Tarefa proposta A → Coloque em uma lista JSON de strings, uma por linha e sem as linhas em branco, a parte dos registros que se inicia na linha que contém "Point out every instance of the mulched" e se encerra no final dos registros, com ambas as extremidades incluídas. Omita as imagens na resposta.

Em ambos os K, Kafka e Kundera, rege uma normatividade hermética. A liberdade não é possível porque a liberdade é perfeita. Tal é a solene realidade da lei. Não há paradoxo algum. A liberdade supõe certa visão das coisas, encerra a possiblidade mínima de dar sentido ao mundo (...). Porque, ao contrário dos senhores da história, Milan Kundera está disposto a dar tudo por seu próprio destino e pelo de seus personagens fora do “idílio imaculado” que pretende dar tudo e não dá nada. A ilusão do futuro foi o idílio da história moderna. Kundera ousa dizer que o futuro já aconteceu, bem debaixo do nosso nariz, e cheira mal.

 

E, se o futuro já aconteceu, só são possíveis duas atitudes. Uma, reconhecer a farsa. Outra, recomeçar, repropor os problemas humanos. Nesse recanto final do espírito cômico e da sabedoria trágica onde o idílio não penetra com sua luz histórica e histriônica, Milan Kundera escreve alguns dos grandes romances de nosso tempo (...) (Carlos Fuentes).

Tarefa proposta B → Enumere todas as pessoas mencionadas pelo nome no trecho sobre Kundera.

Lista de registros →
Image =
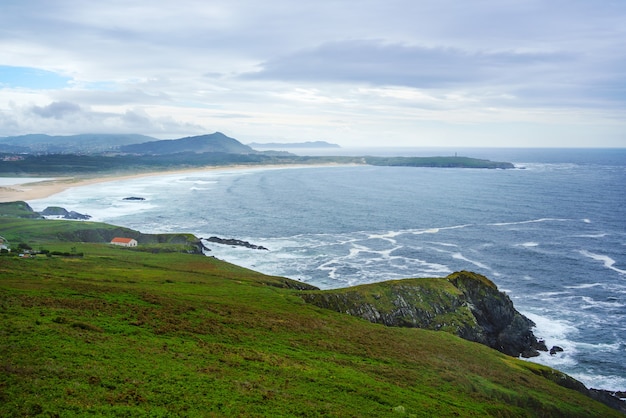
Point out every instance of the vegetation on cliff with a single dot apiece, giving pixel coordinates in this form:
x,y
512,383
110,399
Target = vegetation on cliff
x,y
125,333
465,304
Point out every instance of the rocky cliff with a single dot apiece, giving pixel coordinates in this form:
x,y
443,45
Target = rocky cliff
x,y
466,304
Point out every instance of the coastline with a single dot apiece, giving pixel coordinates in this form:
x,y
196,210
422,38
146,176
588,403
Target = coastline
x,y
41,189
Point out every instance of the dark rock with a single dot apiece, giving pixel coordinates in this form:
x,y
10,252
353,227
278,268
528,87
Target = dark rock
x,y
236,243
555,349
466,304
541,345
63,213
608,398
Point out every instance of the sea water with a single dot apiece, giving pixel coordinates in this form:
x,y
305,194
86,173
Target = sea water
x,y
550,233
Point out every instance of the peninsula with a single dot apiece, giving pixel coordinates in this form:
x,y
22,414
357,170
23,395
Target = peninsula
x,y
92,328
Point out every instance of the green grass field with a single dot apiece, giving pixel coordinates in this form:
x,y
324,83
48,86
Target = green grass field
x,y
129,333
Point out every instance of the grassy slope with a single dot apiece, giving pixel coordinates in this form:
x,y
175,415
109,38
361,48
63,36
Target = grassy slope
x,y
127,333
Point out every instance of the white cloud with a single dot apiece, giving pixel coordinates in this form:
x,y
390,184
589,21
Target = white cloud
x,y
444,72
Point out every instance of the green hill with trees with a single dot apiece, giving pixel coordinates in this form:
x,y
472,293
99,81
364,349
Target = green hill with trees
x,y
102,330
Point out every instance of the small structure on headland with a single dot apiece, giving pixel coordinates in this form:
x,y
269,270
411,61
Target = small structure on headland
x,y
124,242
4,244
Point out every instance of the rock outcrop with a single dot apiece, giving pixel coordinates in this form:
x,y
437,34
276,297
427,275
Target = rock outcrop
x,y
235,243
466,304
62,213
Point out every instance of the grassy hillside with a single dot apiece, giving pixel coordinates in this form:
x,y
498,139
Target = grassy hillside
x,y
125,333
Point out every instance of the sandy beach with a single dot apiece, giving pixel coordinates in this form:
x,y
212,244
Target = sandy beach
x,y
32,190
41,189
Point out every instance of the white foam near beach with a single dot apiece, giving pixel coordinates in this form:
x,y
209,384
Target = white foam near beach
x,y
326,228
12,181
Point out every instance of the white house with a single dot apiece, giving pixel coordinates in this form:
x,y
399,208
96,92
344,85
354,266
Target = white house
x,y
124,242
4,244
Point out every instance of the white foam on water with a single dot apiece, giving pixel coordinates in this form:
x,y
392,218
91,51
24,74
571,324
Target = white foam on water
x,y
606,260
531,221
12,181
459,256
584,286
554,333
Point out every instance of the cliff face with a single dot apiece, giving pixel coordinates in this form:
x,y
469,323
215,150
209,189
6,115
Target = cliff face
x,y
466,304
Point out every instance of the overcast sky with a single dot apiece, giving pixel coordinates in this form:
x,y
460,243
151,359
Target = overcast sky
x,y
357,73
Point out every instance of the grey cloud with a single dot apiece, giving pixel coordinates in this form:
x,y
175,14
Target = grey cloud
x,y
380,63
56,110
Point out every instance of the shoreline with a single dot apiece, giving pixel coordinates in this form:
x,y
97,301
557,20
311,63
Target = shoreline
x,y
33,190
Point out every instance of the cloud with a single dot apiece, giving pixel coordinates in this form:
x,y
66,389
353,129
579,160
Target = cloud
x,y
311,70
380,63
56,110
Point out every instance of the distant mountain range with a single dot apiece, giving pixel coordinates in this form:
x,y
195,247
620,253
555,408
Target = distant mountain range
x,y
122,144
216,142
84,143
279,145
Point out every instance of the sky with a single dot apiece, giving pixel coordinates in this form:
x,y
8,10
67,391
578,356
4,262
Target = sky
x,y
380,73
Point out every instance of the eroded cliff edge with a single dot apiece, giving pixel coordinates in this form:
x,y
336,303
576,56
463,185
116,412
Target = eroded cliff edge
x,y
466,304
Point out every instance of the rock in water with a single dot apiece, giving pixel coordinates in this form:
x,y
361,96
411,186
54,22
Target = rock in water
x,y
466,304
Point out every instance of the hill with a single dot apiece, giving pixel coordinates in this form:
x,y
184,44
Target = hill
x,y
84,143
216,142
122,332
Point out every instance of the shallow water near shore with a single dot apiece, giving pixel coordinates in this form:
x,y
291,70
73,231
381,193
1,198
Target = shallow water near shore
x,y
552,233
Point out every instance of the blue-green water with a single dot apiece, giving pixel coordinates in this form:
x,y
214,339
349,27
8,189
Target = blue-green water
x,y
552,235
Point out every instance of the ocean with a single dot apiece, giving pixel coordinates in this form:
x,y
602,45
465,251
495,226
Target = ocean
x,y
550,233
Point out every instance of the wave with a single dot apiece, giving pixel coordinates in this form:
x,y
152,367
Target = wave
x,y
606,260
530,221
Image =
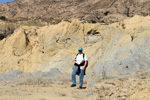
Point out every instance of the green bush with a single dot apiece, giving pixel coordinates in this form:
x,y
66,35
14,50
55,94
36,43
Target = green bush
x,y
2,18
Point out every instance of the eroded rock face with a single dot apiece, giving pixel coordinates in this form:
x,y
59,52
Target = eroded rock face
x,y
114,49
104,11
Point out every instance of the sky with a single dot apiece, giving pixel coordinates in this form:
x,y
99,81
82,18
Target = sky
x,y
2,1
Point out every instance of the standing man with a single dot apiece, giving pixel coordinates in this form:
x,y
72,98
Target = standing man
x,y
79,67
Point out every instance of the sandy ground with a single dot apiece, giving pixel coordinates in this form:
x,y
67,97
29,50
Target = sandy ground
x,y
51,91
124,88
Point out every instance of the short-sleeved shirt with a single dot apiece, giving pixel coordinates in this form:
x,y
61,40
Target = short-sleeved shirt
x,y
79,58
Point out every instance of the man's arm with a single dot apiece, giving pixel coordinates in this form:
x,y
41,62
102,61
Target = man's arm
x,y
73,64
84,65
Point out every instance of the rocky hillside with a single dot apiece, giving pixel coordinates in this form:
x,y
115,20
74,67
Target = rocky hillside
x,y
103,11
114,49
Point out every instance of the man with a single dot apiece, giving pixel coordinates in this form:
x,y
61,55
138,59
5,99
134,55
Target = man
x,y
79,67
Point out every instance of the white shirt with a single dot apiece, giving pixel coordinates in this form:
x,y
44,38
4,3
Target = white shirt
x,y
79,58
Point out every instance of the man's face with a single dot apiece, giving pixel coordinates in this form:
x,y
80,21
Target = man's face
x,y
80,51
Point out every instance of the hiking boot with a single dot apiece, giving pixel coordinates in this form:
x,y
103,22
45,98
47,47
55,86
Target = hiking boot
x,y
73,85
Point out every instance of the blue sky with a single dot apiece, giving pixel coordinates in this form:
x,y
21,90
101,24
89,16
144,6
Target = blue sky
x,y
2,1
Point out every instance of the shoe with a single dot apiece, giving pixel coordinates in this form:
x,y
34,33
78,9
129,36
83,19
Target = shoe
x,y
79,87
73,85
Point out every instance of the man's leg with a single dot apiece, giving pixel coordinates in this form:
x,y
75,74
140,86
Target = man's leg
x,y
81,75
74,75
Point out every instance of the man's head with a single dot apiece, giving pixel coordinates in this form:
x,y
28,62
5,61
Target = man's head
x,y
80,49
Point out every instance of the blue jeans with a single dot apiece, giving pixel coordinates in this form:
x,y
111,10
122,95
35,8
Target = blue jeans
x,y
81,76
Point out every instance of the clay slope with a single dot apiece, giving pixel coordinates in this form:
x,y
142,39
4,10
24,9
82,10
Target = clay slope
x,y
104,11
119,48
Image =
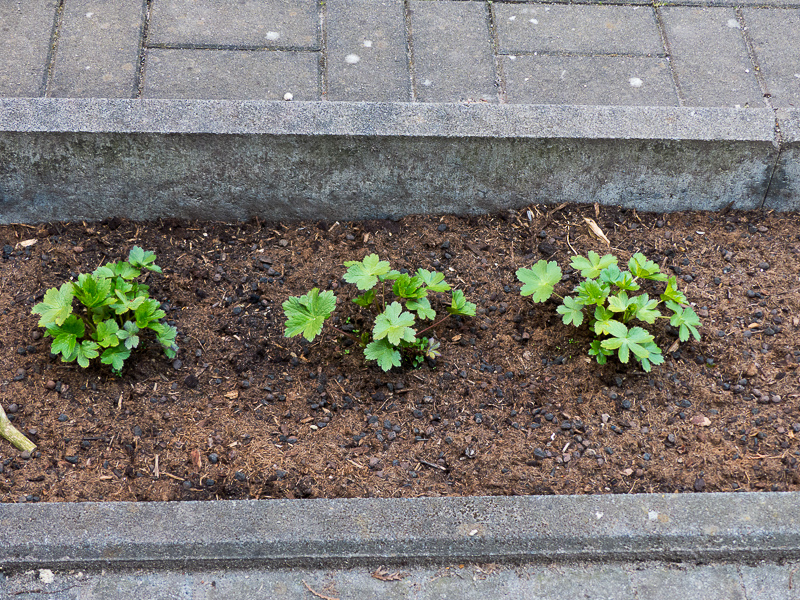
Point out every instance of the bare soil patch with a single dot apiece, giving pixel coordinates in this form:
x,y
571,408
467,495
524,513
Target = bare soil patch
x,y
513,406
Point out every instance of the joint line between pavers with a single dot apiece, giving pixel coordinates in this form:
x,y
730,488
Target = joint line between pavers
x,y
140,69
751,52
568,54
233,47
668,54
494,42
412,79
50,64
322,61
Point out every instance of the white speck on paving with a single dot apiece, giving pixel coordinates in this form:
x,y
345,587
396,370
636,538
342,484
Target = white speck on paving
x,y
46,576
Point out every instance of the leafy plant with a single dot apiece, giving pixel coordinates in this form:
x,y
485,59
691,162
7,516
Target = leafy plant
x,y
604,298
114,308
394,332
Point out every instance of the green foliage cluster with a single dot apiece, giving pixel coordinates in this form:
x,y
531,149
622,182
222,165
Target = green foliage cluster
x,y
114,309
606,297
393,333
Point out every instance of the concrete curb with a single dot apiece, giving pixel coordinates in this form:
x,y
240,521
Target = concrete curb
x,y
335,533
90,159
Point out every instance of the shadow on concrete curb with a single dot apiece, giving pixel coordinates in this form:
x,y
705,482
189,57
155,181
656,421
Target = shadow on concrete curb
x,y
272,534
90,159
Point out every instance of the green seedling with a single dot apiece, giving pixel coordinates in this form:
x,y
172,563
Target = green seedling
x,y
114,308
394,333
606,300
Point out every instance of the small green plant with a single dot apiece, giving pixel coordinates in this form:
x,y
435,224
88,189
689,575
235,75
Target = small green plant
x,y
114,309
393,334
605,296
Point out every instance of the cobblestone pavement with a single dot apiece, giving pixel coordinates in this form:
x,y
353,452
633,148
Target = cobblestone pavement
x,y
693,54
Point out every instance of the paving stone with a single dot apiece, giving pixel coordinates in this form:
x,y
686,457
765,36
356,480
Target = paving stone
x,y
98,49
25,30
453,58
591,80
722,74
230,74
367,59
776,39
769,581
711,582
585,29
287,24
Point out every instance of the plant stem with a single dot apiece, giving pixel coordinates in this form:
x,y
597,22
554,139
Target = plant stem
x,y
344,333
442,320
14,435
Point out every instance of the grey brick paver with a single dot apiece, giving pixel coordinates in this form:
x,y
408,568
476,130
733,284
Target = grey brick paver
x,y
367,59
722,74
98,49
589,80
25,30
776,40
452,52
260,23
230,74
585,29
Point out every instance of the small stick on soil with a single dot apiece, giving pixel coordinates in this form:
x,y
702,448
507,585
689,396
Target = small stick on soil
x,y
568,244
432,465
317,594
14,435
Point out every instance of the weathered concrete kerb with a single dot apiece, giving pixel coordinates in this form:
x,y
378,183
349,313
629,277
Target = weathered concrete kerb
x,y
73,159
271,534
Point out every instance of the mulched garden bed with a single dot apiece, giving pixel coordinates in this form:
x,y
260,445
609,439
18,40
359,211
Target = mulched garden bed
x,y
512,406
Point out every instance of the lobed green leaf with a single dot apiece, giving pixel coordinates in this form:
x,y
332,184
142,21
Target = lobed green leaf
x,y
422,307
540,280
56,306
395,325
433,280
382,351
571,311
460,306
307,313
365,273
592,266
645,269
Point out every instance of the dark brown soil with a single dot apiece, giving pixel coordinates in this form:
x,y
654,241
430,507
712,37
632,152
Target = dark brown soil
x,y
513,406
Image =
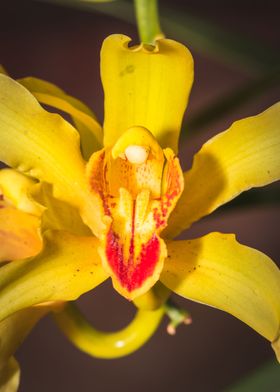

Resposta final A →
[
  "Point out every instance of the mulched garden bed with a single dot apiece, giving pixel coordinates in this form:",
  "x,y",
  "260,445",
  "609,439",
  "18,40",
  "359,211",
  "Target = mulched garden bed",
  "x,y",
  "512,406",
  "Point out every instance of the lobed green leaf with a single dot apiece, giving pixel coordinates in this form:",
  "x,y",
  "332,184",
  "142,21",
  "Target = lobed green leaf",
  "x,y",
  "422,307",
  "540,280",
  "56,306",
  "395,325",
  "433,280",
  "382,351",
  "571,311",
  "460,306",
  "307,313",
  "365,273",
  "592,266",
  "645,269",
  "Point out every instance of the dark brown soil with a single dot apiece, giving pixel coordinates in this form:",
  "x,y",
  "654,241",
  "430,507",
  "712,37",
  "632,152",
  "Target = dark brown soil",
  "x,y",
  "513,406",
  "Image ="
]

Resposta final B → Kafka, Milan Kundera, Carlos Fuentes